YOUR INSTRUCTIONS
In the post on cheating in sports, what have other teams accused the New England Patriots of doing in "Spygate"?

━━ PROVIDED PASSAGE ━━

Monday, February 18, 2008

Cheating in Sports

Recently, cheating has taken a high profile in the major league sports, and I'm very torn. I want to teach my son that cheating is wrong and that he shouldn't do it... yet, some cheating isn't as wrong as others. Right back to Orwell's Animal Farm: "Some cheating is more equal than others." I got into a discussion with this at the Big Apple Chorus's retreat this weekend, and it bothered me that, in the conversation, I was not angry about some of the cheating and furious at others. I consider myself to be a painfully honest and honorable person, and this attitude about cheating surprised and confused me.

First of all, to paraphrase Gregory House, MD: "Everyone cheats." How many people stay within the speed limit always? I don't. How many people have illegally parked their car - and yes, running inside for "just a second" doesn't make the parking job any more legal. How many people have fudged a few numbers on their income tax forms? How many people have snuck a glance at the cards of the guy sitting next to them at the table? How do we know what cheating is wrong and what isn't?

The New England Patriots are in the middle of "Spygate." Basically, other teams have accused the Patriots of videotaping secret practices and plays, as well as having cameras on the opposing teams' sidelines during games, in order to steal signals. This, I do not consider to be cheating and do not consider this to be serious.

I look at it this way: in baseball, the "art" of stealing signs goes back for more than a hundred years. Batters have always snuck glances at catchers to determine whether the pitch was going to be inside or outside; offensive teams have had players and pitchers in the outfield relaying signs to the batters, and - every once in a while - a team is accused of having a scout in the stands in the outfield relaying pitching signs to the batter. There's a traditional, and very successful, method that is used for keeping teams honest: the catcher calls for a low, outside ball, knowing that the sign would be stolen. The pitcher throws a high, inside fastball; the batter, who is already starting to dive across the plate for the pitch, then must dodge in order to save his life. Afterwards, that team is not as likely to steal signs from that catcher again.

What should teams facing the Patriots - or any team suspected of stealing signs - do? Simple. Set up in the same formation, with the same indications, that you normally do. Then, instead of having a play go as a run up the middle, as the signs say, you have a playaction pass to a streaking wide receiver. The secondary has come up to cover the run; the receiver goes past them; 80 yard touchdown play results. Another result? That team doesn't trust the signs they're stealing. Controversy over. The teams that are involve with sueing the league and the Patriots are coming out in public and telling everyone that: 1) they weren't smart enough to figure out that they'd been snookered, and 2) they weren't smart enough to deal with it on their own, and 3) they weren't smart enough to use that information to their advantage. I'd LOVE to know that Bill Belichek thinks that, when I call this sign, this play will result; any other play that I run SHOULD be hugely successful.

━━━
━━ PROVIDED MATERIAL ━━

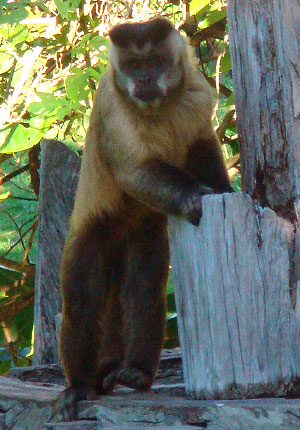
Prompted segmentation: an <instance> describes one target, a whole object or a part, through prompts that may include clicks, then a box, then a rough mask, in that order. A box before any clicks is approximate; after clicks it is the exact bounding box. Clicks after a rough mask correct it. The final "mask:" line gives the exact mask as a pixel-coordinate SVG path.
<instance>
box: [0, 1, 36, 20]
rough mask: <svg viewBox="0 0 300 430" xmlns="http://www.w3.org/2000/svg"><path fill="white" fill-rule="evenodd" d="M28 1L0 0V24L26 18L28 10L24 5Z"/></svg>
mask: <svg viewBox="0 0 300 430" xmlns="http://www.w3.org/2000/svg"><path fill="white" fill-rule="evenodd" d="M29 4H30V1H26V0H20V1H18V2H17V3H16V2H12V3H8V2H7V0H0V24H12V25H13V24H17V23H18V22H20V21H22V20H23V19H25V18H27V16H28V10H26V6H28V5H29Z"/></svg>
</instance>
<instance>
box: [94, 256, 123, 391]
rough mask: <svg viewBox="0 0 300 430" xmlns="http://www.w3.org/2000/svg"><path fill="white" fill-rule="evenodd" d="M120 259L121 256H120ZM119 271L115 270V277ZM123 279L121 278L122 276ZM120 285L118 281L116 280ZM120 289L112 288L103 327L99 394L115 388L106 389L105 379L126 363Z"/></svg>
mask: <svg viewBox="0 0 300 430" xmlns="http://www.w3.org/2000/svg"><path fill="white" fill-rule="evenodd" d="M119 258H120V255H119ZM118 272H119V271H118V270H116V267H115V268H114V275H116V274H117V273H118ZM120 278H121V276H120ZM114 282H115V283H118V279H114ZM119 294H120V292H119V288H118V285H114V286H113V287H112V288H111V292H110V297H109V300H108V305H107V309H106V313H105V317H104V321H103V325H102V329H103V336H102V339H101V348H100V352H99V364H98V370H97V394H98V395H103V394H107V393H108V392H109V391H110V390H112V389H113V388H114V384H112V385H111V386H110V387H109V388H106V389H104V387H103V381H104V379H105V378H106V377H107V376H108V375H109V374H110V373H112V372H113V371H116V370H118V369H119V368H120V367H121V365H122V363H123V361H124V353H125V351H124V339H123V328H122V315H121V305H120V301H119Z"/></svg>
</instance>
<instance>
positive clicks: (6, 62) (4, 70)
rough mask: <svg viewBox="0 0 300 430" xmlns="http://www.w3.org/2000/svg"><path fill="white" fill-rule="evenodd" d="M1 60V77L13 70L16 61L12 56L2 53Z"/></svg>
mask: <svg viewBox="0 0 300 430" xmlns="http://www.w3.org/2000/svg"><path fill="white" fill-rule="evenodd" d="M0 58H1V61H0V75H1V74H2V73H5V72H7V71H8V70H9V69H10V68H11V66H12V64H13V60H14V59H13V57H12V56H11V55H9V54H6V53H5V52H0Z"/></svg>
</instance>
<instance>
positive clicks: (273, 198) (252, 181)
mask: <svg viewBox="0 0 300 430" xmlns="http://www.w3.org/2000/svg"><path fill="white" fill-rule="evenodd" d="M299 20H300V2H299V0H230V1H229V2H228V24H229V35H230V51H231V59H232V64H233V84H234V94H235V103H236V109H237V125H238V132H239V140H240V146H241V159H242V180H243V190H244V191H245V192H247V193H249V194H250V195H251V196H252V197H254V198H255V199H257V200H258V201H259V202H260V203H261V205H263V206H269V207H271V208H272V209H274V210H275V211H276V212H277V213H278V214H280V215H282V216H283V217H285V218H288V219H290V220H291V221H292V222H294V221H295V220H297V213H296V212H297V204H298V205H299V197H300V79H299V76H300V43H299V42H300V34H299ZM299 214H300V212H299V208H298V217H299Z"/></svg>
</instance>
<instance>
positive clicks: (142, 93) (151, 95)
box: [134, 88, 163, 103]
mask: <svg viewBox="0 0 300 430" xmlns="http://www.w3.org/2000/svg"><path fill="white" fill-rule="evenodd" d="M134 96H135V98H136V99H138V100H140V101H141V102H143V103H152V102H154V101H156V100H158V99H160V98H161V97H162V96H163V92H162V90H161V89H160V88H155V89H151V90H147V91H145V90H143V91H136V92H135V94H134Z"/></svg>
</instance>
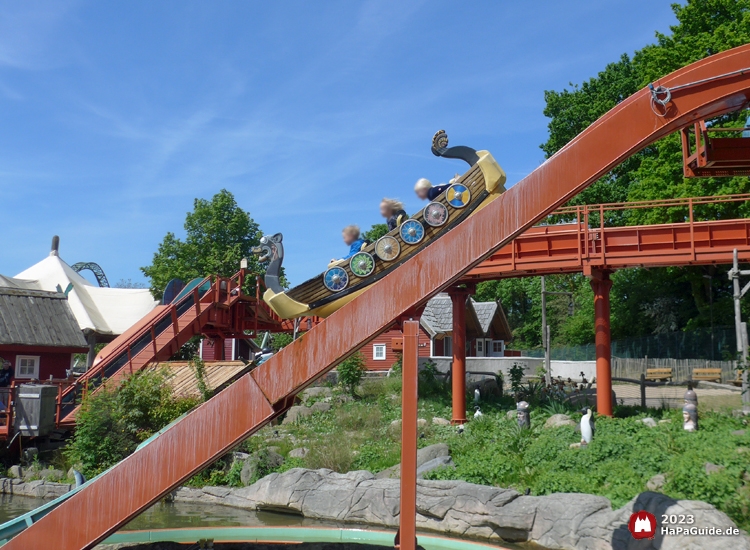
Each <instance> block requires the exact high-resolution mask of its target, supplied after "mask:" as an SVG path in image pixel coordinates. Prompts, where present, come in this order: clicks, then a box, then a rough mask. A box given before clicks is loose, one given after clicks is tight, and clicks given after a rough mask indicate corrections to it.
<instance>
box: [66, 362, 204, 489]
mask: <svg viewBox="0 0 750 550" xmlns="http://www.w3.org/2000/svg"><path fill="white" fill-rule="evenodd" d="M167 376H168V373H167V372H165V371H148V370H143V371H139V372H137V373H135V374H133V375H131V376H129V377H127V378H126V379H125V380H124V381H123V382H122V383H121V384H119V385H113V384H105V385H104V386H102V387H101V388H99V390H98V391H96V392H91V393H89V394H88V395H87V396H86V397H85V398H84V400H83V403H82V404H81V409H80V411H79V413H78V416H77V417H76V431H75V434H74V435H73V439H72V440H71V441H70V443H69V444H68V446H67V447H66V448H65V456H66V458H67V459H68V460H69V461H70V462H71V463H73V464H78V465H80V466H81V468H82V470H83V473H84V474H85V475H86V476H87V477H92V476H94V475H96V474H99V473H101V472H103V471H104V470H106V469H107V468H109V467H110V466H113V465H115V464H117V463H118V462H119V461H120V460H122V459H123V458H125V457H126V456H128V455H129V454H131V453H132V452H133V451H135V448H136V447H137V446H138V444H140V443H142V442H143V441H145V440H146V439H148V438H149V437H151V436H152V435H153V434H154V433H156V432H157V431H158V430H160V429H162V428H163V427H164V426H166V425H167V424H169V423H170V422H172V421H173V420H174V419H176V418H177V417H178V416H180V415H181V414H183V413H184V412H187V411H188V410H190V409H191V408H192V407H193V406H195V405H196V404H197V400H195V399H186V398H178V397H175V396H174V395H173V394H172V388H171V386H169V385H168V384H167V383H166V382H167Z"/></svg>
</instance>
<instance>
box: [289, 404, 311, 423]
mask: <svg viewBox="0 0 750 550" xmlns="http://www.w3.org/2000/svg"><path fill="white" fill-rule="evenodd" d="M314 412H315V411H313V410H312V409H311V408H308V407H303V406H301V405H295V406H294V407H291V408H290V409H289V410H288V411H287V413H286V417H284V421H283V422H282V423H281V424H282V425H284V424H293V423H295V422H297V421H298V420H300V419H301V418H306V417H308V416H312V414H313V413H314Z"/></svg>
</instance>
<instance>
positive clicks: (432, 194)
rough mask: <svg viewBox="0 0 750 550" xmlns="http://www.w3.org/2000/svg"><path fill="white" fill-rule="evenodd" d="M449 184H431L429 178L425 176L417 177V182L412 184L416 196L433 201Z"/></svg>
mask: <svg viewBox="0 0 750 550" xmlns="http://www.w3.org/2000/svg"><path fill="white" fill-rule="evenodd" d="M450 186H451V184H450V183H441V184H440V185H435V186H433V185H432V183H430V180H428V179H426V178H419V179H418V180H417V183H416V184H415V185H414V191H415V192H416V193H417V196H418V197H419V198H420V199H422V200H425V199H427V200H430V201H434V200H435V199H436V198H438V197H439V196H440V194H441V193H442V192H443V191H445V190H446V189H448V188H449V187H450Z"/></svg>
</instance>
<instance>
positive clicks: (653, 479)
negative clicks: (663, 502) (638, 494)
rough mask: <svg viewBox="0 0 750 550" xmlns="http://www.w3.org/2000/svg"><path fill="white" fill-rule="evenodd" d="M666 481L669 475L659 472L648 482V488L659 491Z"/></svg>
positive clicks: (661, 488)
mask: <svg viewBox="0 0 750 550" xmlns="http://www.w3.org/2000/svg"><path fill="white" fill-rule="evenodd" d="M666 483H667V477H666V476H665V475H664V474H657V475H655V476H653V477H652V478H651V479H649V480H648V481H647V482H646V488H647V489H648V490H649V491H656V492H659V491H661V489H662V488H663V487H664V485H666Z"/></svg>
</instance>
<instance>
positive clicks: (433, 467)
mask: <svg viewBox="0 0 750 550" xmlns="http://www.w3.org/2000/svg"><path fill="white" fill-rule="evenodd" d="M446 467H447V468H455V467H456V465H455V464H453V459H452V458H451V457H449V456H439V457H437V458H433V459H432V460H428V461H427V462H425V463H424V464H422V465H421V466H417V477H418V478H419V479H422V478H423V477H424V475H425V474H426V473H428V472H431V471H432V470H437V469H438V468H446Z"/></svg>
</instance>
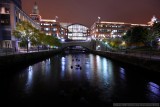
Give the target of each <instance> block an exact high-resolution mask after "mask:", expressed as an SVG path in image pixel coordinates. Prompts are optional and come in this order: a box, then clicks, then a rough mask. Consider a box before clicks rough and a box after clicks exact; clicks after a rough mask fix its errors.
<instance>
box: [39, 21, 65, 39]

━━━

SOLUTION TO THIS TASK
Videotaping secret practices and plays, and placing cameras on opposing teams' sidelines during games to steal signals.